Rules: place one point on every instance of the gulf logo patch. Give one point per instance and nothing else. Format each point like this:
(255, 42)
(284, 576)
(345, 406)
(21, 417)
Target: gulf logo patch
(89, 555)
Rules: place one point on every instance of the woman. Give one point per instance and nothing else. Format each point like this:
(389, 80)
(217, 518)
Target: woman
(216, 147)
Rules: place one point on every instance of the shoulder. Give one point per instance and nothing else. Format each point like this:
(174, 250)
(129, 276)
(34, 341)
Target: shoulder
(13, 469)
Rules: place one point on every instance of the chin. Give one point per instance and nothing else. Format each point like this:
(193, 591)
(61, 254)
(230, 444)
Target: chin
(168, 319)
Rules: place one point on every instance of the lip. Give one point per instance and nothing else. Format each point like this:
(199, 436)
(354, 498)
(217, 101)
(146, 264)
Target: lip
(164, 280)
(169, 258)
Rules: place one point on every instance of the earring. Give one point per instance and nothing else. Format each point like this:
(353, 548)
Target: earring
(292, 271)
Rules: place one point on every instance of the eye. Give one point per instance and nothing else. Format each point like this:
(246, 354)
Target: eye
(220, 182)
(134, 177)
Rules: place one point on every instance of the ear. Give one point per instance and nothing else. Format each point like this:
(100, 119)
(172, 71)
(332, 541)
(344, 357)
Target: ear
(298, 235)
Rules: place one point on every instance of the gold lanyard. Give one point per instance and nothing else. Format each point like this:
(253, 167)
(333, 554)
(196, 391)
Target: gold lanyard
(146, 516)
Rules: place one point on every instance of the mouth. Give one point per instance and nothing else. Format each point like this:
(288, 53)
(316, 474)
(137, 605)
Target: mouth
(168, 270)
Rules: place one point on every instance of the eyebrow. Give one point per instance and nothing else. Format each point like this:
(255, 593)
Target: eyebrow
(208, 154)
+++++
REQUIRED ACTION => Print the whole listing once more, exactly as it stands.

TASK SOLUTION =>
Rules: place one point on every instance of the gulf logo patch. Give one point per instance and nothing else. Format each point like this:
(255, 42)
(284, 576)
(345, 406)
(21, 417)
Target: gulf logo patch
(89, 555)
Rules: place one point on every instance of the woman. Give one point per instance and nothing else. Format each point like this:
(389, 80)
(217, 518)
Target: woman
(216, 147)
Rules: place one point on every instance of the shoulder. Give one point per instance and nothing else. Format each point like this:
(174, 250)
(129, 276)
(34, 341)
Target: shoulder
(13, 469)
Rules: place one point on every instance of the chin. Give one point per instance and nothing else. Format each point like this:
(193, 591)
(61, 254)
(230, 444)
Target: chin
(168, 319)
Rules: place one point on every instance of the lip. Give one point per instance and nothing else. Format each point like this:
(199, 436)
(354, 498)
(217, 101)
(146, 264)
Target: lip
(164, 280)
(169, 258)
Rules: place one point on every instance of the earring. Give one point per instance and nothing else. Format each point like this:
(353, 548)
Target: earring
(292, 271)
Rules: place one point on every instance of the eye. Give one point per instance and nothing else. Format each point like this:
(246, 354)
Target: eye
(220, 182)
(134, 177)
Rules: place one point on every instance of the ear. Give one point per instance and nothing else. Format each point like this:
(100, 119)
(172, 71)
(332, 541)
(344, 357)
Target: ear
(298, 235)
Rules: place one point on every instance of the gold lanyard. Give one point per instance and nothing else. Format each point like this:
(253, 167)
(333, 554)
(196, 391)
Target: gold lanyard
(146, 516)
Rules: place one point on every instance of the mouth. Give one point per instance and nothing else. Format each point like this:
(288, 53)
(316, 474)
(137, 605)
Target: mouth
(168, 270)
Rules: place one point on every instance of the eyebrow. Give one point per instance and nothing else. Format each point like this:
(255, 593)
Target: eyebrow
(208, 154)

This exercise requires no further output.